### Written exercise A
Answer these questions from the passage on meat inspection:
(i) Which USDA service did Food & Water Watch petition?
(ii) In which countries are the four meat inspection programs named in the petition used?
(iii) Whom have those programs put in place of government meat inspectors?
### Written exercise B
Rewrite the part of the listing that runs from the line holding "Target: distant coastline" through the end of the listing, inclusive. Replace "Kindly" with "Please" and change nothing else.

Food & Water Watch Petitions USDA to Stop Allowing Imports of Beef Produced Under Privatized Inspection
In an effort to ensure the safety of the meat Americans eat, the national advocacy organization Food & Water Watch today petitioned the USDA’s Food Safety Inspection Service (FSIS) to immediately revoke the recognition of privatized inspection schemes used in several countries that are allowed to export red meat products to the United States.
Washington, D.C.— In an effort to ensure the safety of the meat Americans eat, the national advocacy organization Food & Water Watch today petitioned the USDA’s Food Safety Inspection Service (FSIS) to immediately revoke the recognition of privatized inspection schemes used in several countries that are allowed to export red meat products to the United States. The group’s petition urges FSIS to revoke the “equivalency” status of four meat inspection programs used in Canada, Australia and New Zealand because the programs have replaced government meat inspectors with company employees.

### Stored data
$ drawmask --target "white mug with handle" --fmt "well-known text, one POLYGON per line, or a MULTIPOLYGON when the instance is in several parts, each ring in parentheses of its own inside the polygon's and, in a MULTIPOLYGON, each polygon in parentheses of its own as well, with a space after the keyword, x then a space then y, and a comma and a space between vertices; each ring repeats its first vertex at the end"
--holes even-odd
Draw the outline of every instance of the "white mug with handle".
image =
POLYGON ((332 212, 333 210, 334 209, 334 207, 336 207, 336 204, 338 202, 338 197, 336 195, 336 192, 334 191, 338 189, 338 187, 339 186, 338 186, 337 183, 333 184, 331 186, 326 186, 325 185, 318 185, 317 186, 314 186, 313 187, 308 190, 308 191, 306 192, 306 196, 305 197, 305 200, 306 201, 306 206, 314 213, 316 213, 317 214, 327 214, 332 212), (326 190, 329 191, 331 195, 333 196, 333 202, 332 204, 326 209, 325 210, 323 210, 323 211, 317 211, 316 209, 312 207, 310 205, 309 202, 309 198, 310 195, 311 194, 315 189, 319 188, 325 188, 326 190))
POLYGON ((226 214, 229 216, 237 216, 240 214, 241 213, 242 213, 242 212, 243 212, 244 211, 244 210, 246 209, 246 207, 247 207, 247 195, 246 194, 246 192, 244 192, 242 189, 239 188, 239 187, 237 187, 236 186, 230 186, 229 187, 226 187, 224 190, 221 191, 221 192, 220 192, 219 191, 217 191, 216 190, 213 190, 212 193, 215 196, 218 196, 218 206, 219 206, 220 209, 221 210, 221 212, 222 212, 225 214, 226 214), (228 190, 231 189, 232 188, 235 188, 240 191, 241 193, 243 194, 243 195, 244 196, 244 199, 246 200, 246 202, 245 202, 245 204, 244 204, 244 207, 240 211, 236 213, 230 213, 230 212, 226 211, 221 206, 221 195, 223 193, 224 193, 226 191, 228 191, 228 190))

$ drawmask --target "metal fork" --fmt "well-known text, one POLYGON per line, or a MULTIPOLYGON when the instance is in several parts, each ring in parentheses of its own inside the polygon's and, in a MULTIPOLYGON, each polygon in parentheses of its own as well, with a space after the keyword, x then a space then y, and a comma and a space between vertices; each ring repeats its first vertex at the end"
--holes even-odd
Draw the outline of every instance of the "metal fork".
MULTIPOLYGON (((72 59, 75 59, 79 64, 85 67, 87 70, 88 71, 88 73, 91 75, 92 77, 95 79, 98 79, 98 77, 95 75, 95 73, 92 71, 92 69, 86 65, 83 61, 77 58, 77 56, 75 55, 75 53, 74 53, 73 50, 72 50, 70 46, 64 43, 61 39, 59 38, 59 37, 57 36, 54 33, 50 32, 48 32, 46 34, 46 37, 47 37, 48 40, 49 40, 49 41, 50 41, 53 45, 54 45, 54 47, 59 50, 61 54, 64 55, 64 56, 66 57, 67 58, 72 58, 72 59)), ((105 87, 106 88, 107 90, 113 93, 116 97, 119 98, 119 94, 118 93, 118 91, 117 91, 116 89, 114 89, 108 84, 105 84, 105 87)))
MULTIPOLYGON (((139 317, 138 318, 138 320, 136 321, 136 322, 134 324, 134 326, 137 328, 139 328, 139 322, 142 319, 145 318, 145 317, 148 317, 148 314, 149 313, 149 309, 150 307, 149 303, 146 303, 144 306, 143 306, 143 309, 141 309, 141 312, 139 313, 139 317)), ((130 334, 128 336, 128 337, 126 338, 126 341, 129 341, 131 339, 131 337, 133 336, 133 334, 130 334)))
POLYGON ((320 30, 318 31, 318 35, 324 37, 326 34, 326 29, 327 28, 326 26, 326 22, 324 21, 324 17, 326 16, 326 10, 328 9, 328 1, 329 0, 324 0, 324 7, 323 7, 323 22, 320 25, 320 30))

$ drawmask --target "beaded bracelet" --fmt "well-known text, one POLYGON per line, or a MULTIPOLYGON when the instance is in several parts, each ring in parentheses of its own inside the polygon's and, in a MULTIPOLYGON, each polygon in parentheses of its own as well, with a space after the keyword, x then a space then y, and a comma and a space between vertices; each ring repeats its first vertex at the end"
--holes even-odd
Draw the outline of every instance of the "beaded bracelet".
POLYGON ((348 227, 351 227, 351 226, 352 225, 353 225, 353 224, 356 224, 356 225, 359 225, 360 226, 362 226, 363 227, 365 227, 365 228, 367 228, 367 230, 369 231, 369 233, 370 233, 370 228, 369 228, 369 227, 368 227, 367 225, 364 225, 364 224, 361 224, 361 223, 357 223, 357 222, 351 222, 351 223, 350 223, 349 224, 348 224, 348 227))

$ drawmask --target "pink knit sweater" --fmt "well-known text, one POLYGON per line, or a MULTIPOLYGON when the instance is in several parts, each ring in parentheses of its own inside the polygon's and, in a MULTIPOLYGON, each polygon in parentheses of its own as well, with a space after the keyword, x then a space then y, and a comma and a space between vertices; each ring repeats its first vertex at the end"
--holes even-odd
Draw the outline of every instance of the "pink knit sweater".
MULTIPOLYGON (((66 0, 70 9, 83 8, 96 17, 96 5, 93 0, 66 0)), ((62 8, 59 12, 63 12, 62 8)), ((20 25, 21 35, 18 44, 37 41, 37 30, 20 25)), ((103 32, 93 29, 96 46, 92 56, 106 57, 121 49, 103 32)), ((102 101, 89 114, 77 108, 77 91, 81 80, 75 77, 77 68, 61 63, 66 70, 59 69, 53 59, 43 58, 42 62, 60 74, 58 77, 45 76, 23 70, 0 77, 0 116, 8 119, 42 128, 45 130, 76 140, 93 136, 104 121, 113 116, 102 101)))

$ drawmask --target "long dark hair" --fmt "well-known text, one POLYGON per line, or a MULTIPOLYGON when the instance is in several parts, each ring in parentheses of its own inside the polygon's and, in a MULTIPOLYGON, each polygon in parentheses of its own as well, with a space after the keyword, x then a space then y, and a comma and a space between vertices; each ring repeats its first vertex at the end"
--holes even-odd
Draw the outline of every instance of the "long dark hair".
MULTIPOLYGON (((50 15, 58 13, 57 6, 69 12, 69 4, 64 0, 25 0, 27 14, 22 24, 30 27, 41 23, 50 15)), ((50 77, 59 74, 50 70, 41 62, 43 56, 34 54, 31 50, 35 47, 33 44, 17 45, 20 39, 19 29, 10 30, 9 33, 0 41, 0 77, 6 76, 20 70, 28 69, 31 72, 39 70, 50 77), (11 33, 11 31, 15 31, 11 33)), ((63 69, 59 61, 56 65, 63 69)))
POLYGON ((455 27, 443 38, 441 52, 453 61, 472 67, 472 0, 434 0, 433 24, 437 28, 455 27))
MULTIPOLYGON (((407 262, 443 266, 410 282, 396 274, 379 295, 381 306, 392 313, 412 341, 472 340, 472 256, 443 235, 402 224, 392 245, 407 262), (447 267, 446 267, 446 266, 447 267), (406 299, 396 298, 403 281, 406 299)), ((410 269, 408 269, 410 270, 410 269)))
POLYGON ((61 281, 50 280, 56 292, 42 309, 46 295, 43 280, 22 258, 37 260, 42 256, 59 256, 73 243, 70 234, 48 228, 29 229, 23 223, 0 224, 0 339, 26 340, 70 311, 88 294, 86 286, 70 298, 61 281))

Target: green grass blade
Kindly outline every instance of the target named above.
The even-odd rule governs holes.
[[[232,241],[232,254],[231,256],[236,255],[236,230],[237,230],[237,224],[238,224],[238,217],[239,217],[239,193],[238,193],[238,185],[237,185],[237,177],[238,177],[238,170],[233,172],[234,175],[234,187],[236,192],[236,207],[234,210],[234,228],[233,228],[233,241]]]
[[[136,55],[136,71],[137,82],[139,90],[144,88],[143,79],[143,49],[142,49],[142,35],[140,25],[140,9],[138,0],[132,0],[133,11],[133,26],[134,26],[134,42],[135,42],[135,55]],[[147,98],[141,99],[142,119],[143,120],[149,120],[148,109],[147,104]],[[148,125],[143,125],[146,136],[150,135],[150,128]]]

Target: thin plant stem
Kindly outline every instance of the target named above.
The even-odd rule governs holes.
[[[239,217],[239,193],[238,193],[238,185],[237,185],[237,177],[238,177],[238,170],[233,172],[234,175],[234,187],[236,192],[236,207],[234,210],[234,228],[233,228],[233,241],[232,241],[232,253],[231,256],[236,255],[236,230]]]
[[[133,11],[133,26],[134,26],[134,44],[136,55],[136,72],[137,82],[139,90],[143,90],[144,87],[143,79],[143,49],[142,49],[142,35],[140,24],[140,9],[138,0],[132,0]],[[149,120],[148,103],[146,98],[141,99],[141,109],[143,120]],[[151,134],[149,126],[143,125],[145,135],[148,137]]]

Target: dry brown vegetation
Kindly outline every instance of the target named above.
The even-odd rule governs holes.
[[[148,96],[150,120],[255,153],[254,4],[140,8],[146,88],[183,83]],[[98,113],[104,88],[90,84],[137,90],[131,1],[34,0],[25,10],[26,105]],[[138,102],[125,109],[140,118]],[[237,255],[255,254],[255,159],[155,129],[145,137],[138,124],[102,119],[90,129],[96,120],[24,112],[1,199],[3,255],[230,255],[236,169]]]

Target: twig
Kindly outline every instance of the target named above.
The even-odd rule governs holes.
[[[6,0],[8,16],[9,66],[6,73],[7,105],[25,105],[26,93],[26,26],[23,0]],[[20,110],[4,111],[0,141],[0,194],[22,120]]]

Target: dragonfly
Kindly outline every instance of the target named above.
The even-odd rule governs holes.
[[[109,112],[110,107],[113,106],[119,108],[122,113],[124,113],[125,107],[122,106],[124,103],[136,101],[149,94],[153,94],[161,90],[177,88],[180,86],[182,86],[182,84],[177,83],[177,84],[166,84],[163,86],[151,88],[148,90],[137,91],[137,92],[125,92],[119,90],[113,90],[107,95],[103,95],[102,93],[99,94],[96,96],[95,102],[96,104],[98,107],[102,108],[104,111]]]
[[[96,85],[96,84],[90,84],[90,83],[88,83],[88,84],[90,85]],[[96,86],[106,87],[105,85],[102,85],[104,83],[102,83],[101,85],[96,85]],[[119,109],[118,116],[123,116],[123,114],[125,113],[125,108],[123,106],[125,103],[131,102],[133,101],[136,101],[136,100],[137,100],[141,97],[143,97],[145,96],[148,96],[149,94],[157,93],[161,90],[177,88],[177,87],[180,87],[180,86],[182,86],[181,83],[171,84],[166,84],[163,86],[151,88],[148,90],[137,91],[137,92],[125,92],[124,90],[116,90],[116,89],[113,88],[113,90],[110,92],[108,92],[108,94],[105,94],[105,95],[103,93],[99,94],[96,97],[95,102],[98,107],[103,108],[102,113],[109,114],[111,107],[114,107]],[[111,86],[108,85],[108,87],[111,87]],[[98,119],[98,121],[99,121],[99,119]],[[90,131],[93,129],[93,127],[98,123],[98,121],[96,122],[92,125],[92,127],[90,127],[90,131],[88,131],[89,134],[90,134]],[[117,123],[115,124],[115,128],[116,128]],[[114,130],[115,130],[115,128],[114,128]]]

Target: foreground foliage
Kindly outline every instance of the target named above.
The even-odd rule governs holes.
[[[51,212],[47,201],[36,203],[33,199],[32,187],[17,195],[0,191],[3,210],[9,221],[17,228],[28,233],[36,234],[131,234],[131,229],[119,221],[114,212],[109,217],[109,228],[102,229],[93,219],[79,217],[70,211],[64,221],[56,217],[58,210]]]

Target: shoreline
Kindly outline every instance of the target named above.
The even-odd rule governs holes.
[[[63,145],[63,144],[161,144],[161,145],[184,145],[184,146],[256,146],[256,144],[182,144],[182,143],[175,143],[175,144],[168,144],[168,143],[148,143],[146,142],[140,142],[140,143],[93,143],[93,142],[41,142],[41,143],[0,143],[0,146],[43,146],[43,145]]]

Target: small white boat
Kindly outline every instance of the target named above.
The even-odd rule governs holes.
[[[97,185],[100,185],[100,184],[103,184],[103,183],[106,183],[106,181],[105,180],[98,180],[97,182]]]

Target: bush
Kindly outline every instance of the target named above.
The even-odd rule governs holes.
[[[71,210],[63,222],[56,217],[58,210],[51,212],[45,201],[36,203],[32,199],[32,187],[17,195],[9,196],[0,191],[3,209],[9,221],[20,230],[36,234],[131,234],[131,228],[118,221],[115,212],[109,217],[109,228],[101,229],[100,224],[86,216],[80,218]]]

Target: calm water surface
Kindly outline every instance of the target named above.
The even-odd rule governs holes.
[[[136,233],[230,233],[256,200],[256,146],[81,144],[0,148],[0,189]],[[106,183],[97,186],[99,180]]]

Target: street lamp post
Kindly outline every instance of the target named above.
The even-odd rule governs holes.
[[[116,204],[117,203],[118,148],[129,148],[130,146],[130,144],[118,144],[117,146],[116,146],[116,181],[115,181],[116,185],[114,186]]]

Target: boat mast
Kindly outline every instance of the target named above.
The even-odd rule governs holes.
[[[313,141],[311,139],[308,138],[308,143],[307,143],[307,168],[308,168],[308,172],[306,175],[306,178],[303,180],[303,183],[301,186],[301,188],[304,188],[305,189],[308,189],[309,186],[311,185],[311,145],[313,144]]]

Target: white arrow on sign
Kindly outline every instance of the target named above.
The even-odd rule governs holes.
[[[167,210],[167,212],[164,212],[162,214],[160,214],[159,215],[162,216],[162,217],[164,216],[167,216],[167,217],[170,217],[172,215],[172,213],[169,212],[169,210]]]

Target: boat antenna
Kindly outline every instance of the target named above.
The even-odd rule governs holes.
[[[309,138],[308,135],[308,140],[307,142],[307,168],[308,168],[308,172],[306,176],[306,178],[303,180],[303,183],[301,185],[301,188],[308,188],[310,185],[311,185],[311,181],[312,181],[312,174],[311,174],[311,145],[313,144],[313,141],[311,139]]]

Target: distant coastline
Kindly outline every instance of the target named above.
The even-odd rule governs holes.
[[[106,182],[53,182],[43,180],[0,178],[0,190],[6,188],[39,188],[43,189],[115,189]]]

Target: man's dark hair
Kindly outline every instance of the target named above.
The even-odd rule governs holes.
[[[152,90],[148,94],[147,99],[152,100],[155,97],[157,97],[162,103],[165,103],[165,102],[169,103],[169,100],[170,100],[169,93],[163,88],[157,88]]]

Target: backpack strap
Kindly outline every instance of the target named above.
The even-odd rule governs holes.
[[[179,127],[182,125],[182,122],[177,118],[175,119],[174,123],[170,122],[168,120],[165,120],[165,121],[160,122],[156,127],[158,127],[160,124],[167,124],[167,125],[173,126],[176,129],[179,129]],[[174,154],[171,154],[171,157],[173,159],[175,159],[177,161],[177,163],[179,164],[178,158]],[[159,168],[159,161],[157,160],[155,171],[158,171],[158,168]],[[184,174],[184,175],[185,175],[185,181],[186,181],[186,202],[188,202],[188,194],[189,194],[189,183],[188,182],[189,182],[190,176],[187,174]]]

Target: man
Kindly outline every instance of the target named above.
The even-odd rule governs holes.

### Exercise output A
(i) The Food Safety Inspection Service (FSIS)
(ii) Canada, Australia and New Zealand
(iii) Company employees

### Exercise output B
Target: distant coastline
Please outline every instance of the target named above.
The even-odd rule governs holes.
[[[106,182],[53,182],[43,180],[0,178],[0,190],[6,188],[39,188],[43,189],[115,189]]]

Target: man's dark hair
Please outline every instance of the target named above.
The even-odd rule governs holes.
[[[152,90],[148,94],[147,99],[152,100],[155,97],[157,97],[162,103],[165,103],[165,102],[169,103],[169,100],[170,100],[169,93],[163,88],[157,88]]]

Target: backpack strap
Please outline every instance of the target named above.
The even-odd rule governs holes.
[[[179,127],[182,125],[182,122],[177,118],[175,119],[174,123],[170,122],[168,120],[165,120],[165,121],[160,122],[156,127],[158,127],[160,124],[167,124],[167,125],[173,126],[176,129],[179,129]],[[174,154],[171,154],[171,157],[173,159],[175,159],[177,161],[177,163],[179,164],[178,158]],[[159,168],[159,161],[157,160],[155,171],[158,171],[158,168]],[[184,174],[184,175],[185,175],[185,181],[186,181],[186,202],[188,202],[188,194],[189,194],[189,183],[188,182],[189,182],[190,176],[187,174]]]

Target: man
Please outline every instance of the target named above.
The even-odd rule governs holes.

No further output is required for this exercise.